> [Brief] Set down the passage of the Solr boosting thread exactly, starting with "Walter Underwood, Netflix" and going on through "attribute to copyField.".

Index-time Boosting

classic Classic list List threaded Threaded
12 messages Options
Reply | Threaded
Open this post in threaded view
|

Index-time Boosting

Walter Underwood, Netflix
I'm trying to figure out how to set per-field boosts in Solr at index time.
For example, if I want the title to be boosted by a factor of 8, I could
do that in a query, or I could add the title text with a boost of 8 to the
default text field along with the body text (with a boost of 1).

For other engines I've worked with, this gives a lot more performance at
the cost of some flexibility -- you need to reindex to change the
weightings.

I don't see an obvious way to do this in a Solr schema, though it might
make sense to add a boost attribute to copyField.

Any ideas? Did I miss something?

wunder
--
Walter Underwood
Search Guru, Netflix


Reply | Threaded
Open this post in threaded view
|

Re: Index-time Boosting

Yonik Seeley-2
On 10/20/06, Walter Underwood <[hidden email]> wrote:
> I'm trying to figure out how to set per-field boosts in Solr at index time.

The update XML syntax supports both document boosts and field boosts.
http://wiki.apache.org/solr/UpdateXmlMessages
A document boost is simply multiplied into the boost for each field
(this is standard lucene... nothing is done differently in Solr w.r.t.
boosts).

> For example, if I want the title to be boosted by a factor of 8, I could
> do that in a query, or I could add the title text with a boost of 8 to the
> default text field along with the body text (with a boost of 1).

Ahhh. there's the problem.  Boosts in Lucene are per document per
*field*.  You can't boost some tokens over others in the same field,
and multi-valued fields in Lucene act as if they are catenated for
indexing purposes (position gaps aside).

> [Listed entries]
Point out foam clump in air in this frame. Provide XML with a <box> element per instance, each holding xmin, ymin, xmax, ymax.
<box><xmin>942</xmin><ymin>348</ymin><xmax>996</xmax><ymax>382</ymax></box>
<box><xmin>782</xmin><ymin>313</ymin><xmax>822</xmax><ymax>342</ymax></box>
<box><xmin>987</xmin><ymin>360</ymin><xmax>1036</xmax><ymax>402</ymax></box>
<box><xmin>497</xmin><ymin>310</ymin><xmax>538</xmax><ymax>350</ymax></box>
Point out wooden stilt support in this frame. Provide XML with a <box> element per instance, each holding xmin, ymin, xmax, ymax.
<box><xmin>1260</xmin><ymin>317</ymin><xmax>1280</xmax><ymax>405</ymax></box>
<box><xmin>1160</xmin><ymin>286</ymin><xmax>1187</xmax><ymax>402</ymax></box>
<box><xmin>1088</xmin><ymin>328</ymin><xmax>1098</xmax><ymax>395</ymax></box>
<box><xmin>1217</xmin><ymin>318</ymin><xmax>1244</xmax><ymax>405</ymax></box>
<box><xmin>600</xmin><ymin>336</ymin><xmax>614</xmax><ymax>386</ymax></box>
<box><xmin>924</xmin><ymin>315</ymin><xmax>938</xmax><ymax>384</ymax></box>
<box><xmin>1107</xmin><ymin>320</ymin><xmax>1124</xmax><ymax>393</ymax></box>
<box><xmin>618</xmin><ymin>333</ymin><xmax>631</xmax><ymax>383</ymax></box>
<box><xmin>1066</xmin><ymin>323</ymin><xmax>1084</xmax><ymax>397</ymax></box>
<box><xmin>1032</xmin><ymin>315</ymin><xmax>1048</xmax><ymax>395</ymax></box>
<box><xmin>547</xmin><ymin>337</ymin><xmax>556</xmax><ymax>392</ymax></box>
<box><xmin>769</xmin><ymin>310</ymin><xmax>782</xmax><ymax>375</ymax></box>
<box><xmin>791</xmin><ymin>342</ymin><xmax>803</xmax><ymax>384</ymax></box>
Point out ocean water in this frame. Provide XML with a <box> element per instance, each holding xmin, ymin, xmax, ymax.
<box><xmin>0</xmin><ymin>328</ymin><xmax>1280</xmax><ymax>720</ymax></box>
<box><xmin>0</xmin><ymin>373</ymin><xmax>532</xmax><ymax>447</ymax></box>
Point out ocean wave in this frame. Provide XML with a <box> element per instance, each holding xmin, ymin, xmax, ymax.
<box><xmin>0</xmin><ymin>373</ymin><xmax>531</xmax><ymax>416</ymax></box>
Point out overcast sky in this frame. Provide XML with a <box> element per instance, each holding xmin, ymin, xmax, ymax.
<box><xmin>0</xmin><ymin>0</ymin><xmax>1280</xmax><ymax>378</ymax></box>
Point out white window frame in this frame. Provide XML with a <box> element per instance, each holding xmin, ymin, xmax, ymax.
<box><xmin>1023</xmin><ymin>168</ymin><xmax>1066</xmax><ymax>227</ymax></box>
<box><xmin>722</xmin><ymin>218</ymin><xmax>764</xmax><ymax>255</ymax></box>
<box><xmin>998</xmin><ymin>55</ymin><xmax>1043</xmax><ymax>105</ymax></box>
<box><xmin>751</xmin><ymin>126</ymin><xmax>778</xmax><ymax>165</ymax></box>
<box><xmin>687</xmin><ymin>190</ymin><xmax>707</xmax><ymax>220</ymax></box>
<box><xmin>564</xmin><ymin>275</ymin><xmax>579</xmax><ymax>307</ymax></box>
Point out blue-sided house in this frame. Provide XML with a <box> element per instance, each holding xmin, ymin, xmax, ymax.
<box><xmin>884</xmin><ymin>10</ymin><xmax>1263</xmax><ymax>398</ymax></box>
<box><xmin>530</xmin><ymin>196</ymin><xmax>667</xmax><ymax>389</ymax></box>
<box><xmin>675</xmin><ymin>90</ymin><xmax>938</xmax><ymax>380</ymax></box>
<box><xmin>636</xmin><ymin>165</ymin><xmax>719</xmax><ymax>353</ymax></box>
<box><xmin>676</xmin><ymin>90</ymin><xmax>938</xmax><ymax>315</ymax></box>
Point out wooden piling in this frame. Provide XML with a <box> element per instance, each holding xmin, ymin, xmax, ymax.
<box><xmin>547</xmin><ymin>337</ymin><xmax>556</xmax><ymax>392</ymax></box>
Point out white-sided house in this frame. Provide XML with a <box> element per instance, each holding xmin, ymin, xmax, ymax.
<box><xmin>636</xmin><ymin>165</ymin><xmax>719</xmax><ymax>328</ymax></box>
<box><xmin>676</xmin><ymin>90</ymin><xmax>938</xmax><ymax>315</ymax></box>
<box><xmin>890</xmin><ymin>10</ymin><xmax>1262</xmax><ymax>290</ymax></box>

> [Solution]
Walter Underwood, Netflix
I'm trying to figure out how to set per-field boosts in Solr at index time.
For example, if I want the title to be boosted by a factor of 8, I could
do that in a query, or I could add the title text with a boost of 8 to the
default text field along with the body text (with a boost of 1).

For other engines I've worked with, this gives a lot more performance at
the cost of some flexibility -- you need to reindex to change the
weightings.

I don't see an obvious way to do this in a Solr schema, though it might
make sense to add a boost attribute to copyField.